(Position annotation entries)
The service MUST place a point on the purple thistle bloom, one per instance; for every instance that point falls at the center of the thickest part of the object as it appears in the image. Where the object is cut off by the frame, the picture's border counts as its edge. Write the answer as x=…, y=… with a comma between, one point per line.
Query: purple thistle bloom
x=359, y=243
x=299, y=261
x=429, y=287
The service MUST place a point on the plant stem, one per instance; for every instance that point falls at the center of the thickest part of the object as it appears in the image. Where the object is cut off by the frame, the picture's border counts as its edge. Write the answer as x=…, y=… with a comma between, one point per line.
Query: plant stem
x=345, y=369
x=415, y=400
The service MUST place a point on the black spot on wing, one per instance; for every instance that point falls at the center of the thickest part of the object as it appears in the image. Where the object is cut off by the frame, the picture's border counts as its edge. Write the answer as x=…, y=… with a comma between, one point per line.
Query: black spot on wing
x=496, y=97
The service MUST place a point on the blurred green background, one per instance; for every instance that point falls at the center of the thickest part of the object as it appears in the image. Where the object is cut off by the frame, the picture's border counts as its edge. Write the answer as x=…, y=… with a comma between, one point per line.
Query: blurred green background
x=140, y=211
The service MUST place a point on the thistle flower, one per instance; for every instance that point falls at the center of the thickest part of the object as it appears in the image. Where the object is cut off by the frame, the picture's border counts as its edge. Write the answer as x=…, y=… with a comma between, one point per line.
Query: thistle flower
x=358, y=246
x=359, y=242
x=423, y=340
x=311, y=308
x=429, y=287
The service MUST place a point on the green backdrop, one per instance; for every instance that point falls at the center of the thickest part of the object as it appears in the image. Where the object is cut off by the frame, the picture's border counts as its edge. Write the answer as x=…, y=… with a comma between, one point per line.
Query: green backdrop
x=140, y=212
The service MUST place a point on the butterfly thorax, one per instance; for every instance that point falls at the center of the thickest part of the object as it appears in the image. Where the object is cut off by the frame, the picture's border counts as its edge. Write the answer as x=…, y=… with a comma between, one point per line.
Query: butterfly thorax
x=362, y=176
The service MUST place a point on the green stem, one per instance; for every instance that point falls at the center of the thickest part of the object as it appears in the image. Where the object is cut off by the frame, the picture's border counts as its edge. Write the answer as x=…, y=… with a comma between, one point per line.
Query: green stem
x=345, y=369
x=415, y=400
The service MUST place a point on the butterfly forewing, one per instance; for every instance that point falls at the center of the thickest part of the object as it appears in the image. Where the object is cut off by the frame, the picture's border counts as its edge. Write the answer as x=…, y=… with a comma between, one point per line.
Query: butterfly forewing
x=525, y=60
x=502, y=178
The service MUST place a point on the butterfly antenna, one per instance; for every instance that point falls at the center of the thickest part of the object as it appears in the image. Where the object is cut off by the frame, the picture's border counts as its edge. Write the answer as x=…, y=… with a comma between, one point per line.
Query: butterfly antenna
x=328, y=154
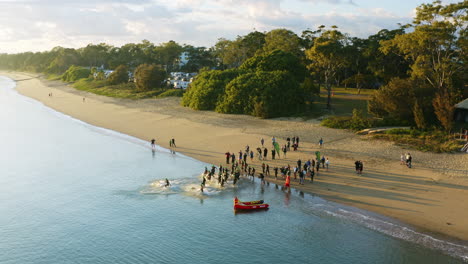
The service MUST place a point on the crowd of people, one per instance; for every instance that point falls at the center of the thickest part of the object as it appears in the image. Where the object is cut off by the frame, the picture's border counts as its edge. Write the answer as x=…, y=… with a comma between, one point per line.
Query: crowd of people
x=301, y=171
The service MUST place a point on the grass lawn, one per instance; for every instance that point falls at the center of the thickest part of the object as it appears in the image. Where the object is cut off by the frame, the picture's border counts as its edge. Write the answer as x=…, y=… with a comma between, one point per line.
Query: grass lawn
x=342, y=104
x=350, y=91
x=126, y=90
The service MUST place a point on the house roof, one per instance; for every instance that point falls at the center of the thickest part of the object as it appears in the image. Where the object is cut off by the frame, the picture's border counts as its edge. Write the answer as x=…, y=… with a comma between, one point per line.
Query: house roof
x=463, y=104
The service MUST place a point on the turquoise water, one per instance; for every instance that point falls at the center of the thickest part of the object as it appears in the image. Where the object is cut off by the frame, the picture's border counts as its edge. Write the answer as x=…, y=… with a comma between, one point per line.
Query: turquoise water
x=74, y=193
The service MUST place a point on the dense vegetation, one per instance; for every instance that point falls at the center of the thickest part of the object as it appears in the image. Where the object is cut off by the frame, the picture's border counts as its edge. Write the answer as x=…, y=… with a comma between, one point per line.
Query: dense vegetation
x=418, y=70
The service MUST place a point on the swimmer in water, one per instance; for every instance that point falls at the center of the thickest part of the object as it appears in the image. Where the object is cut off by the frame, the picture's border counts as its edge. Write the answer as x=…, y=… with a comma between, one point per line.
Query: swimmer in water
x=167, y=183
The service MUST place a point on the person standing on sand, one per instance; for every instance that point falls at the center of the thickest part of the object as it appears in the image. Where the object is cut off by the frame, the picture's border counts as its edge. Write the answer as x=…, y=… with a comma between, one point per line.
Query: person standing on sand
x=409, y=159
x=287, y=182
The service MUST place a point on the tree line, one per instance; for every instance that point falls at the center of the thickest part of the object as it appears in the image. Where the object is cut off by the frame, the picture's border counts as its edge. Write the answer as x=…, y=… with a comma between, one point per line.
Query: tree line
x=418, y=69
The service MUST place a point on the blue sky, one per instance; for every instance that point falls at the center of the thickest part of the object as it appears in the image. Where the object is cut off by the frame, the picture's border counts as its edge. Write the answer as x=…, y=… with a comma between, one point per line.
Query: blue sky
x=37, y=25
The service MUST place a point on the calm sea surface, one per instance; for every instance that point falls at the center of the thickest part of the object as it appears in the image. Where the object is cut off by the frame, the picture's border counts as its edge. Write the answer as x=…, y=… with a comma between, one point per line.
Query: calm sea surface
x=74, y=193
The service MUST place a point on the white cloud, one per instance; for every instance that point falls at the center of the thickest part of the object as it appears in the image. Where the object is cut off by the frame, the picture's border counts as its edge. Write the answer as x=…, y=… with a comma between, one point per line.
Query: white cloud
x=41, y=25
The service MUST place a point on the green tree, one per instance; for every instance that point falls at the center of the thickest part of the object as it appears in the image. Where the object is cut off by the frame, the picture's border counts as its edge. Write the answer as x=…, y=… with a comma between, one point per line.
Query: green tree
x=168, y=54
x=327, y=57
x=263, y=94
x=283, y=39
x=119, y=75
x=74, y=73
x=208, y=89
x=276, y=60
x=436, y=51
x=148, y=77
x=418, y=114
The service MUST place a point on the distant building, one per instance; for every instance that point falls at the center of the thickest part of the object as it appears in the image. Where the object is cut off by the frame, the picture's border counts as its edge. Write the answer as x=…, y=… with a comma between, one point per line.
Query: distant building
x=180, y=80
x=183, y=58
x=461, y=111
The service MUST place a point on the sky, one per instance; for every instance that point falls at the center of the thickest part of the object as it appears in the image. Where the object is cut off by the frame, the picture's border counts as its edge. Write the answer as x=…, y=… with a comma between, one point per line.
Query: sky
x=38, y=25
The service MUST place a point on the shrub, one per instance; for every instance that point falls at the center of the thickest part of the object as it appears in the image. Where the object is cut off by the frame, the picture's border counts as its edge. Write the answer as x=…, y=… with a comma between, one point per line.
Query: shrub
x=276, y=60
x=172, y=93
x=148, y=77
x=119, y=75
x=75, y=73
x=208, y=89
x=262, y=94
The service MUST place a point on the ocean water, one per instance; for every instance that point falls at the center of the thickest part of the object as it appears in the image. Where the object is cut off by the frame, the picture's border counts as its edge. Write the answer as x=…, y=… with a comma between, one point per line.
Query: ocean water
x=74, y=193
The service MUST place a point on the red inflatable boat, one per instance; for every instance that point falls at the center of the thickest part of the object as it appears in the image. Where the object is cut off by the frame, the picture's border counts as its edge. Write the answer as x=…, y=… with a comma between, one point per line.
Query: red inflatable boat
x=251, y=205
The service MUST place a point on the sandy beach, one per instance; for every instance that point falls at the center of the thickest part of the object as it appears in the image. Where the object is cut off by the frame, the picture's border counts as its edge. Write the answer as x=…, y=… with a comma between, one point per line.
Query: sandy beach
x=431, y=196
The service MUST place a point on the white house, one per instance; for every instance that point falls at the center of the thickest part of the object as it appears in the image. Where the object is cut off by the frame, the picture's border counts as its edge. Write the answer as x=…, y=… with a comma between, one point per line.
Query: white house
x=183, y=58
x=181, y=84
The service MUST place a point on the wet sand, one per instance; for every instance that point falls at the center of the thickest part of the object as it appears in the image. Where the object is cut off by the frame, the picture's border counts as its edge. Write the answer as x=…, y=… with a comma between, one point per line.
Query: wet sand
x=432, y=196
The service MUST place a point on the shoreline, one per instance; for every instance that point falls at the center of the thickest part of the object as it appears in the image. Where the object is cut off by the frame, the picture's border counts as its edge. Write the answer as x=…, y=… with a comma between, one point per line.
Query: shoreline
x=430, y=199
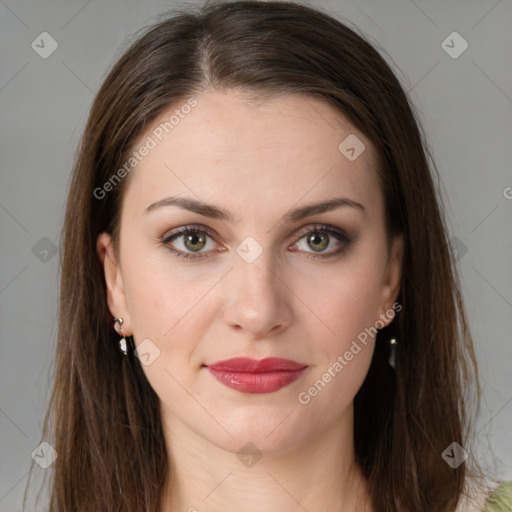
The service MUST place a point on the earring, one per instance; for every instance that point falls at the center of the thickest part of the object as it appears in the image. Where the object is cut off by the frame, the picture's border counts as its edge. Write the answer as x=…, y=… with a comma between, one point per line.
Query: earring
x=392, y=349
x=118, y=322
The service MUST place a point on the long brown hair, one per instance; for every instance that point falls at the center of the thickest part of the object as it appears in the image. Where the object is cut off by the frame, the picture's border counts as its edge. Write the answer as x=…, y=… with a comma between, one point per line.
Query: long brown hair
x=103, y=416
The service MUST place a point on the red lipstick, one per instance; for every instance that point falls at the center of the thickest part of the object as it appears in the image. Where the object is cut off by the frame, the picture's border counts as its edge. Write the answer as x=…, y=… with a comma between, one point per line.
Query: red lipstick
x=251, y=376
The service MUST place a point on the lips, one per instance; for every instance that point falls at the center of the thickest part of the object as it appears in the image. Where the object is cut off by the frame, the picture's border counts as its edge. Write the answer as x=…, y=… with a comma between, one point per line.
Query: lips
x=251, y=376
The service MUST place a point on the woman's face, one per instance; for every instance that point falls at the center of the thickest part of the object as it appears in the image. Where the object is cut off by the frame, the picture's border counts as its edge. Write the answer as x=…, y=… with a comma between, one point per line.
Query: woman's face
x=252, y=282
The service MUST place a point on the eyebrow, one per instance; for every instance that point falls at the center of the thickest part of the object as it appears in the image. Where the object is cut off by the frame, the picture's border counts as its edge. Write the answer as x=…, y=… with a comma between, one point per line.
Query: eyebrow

Your task: Please copy out everything in the entries from the line containing "The service MUST place a point on the white house, one" down to the line containing "x=432, y=196", both of those lines included, without changing a character.

Task output:
The service MUST place a point on the white house, one per instance; for every instance that point falls at the center of the thickest part of the object as it appears in the image. Where the object is cut off by the frame, the picture's border counts as its edge. Write the answer as x=…, y=… with a comma between, one point per line.
Query: white house
x=183, y=58
x=181, y=84
The service MUST place a point on the wet sand, one per instance; for every instance that point falls at the center of the thickest part of the object as it appears in the image. Where the object is cut off by the frame, the picture's border counts as its edge. Write the answer as x=…, y=… with a comma between, one point per line.
Query: wet sand
x=432, y=196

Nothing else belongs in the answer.